A verbatim reproduction of the lines below, from the line containing "A single point marks each instance of the rear door, shaped" through the line containing "A single point marks each instance of the front", both ends included, is the whole required output.
++++ Records to process
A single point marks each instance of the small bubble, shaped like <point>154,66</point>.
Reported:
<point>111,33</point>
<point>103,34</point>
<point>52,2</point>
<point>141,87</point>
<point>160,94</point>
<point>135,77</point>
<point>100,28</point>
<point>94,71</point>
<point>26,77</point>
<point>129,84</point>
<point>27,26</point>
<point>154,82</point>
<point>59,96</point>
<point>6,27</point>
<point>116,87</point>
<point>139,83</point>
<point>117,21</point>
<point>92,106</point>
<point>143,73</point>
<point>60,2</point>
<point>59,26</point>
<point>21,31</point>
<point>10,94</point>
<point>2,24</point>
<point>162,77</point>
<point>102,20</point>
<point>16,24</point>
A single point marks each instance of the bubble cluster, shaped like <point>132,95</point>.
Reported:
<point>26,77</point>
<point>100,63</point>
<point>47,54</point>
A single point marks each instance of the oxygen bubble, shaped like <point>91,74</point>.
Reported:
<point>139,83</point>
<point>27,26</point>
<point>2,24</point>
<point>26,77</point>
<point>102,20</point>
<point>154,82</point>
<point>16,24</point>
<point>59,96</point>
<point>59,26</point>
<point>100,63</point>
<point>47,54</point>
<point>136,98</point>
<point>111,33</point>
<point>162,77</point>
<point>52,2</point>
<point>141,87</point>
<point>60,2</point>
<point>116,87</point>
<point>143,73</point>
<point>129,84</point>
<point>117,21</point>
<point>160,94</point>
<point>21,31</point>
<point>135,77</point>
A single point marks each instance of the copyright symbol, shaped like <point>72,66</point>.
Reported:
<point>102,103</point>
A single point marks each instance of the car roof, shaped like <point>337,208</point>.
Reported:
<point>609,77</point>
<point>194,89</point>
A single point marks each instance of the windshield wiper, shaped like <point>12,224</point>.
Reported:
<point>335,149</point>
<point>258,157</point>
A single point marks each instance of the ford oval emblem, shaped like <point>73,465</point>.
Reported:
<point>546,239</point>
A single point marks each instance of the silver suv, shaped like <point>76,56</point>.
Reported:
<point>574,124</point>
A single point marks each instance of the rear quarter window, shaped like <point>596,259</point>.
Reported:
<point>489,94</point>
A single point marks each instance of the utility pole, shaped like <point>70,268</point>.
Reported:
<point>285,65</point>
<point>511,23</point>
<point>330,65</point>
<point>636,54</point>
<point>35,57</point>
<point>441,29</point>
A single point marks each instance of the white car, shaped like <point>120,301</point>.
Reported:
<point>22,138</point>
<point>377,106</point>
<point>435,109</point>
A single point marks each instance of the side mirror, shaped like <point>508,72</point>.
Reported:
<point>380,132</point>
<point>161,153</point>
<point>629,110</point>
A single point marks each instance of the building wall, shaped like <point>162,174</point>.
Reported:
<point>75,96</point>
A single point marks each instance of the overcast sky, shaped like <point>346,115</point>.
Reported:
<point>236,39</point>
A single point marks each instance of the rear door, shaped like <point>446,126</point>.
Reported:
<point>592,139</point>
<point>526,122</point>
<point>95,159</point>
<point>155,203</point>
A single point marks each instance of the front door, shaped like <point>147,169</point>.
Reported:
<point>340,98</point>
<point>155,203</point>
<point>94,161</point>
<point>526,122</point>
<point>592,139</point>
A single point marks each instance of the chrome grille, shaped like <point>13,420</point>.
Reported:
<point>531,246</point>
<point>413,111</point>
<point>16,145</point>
++++++++
Solution to this task ▸
A single point marks each instance of the rear door, shaped like <point>446,126</point>.
Reported:
<point>592,139</point>
<point>526,122</point>
<point>95,159</point>
<point>155,203</point>
A single point marks each instance of the front door, shaped like <point>147,169</point>.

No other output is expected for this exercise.